* **TASK TO CARRY OUT**:
Swap every "metal" for "steel" in all the lines below, and write them out again with nothing else changed.

* **GIVEN DATA**:
☆ ☆ ☆ ☆ ☆ ☆ ☆
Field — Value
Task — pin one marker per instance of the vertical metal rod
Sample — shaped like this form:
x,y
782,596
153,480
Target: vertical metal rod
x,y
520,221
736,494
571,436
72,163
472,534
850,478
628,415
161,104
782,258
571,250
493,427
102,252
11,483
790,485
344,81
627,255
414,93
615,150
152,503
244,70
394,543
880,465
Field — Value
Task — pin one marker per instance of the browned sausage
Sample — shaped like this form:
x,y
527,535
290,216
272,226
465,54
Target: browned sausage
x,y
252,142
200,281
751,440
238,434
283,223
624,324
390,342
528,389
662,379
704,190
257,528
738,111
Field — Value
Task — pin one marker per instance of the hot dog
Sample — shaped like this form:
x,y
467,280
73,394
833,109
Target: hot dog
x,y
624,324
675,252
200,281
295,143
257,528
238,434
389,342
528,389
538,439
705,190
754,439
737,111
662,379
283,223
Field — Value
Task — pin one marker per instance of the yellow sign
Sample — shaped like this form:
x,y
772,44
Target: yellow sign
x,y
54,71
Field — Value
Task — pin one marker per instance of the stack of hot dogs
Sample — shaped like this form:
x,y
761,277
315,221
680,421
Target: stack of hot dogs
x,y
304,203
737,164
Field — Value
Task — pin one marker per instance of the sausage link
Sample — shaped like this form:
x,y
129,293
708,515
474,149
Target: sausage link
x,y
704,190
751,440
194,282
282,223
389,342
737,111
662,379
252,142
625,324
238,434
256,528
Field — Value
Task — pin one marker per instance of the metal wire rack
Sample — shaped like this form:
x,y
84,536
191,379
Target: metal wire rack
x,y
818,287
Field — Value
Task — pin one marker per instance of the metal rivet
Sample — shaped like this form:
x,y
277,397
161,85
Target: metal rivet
☆ ☆ ☆ ☆ ☆ ☆ ☆
* **FULL RESPONSE**:
Field — Value
Task — pin one marker per instance of the vertical steel rod
Sample — shaped like this form:
x,y
782,596
153,480
Target: vertical steel rod
x,y
520,221
736,494
571,436
72,163
472,534
850,478
628,415
161,104
782,258
571,250
493,427
102,252
11,483
790,485
344,81
627,255
414,93
615,150
152,503
244,70
394,543
880,465
Field — Value
Task — pin one marker per instance of the browned sausage
Sample — shaped like this form:
x,y
527,535
290,216
272,226
465,54
Target: browned sausage
x,y
252,142
200,281
751,440
238,434
283,223
624,324
390,342
528,389
662,379
704,190
257,528
738,111
Field — Value
Task — pin one marker per instance of the hot dog
Sample — shaped like this form:
x,y
467,280
73,394
833,109
Target: hot dog
x,y
624,324
675,252
200,281
295,143
257,528
238,434
389,342
528,389
538,439
705,190
754,439
737,111
662,379
283,223
Field — Value
Task — pin one marker per instance of the yellow sign
Sample — shaped like this form:
x,y
772,44
Target: yellow sign
x,y
54,71
Field — Value
Task — pin one marker per instance of the stack of hot dogs
Sample — shaped like this form:
x,y
761,277
315,221
680,421
Target: stack of hot dogs
x,y
304,203
737,164
Field — Value
Task — pin one marker per instance of the sausage link
Sample — shaped like this form:
x,y
129,293
708,515
474,149
Target: sausage link
x,y
704,190
751,440
194,282
282,223
389,342
737,111
662,379
252,142
625,324
238,434
256,528
Field — Value
Task — pin one marker per instance of the steel wire rack
Sample — shaped like this form:
x,y
84,536
191,379
Target: steel wire rack
x,y
818,287
Field — Value
Task — pin one marker per instance of the steel rivet
Sample — shaped like this form:
x,y
277,397
161,85
Target: steel rivet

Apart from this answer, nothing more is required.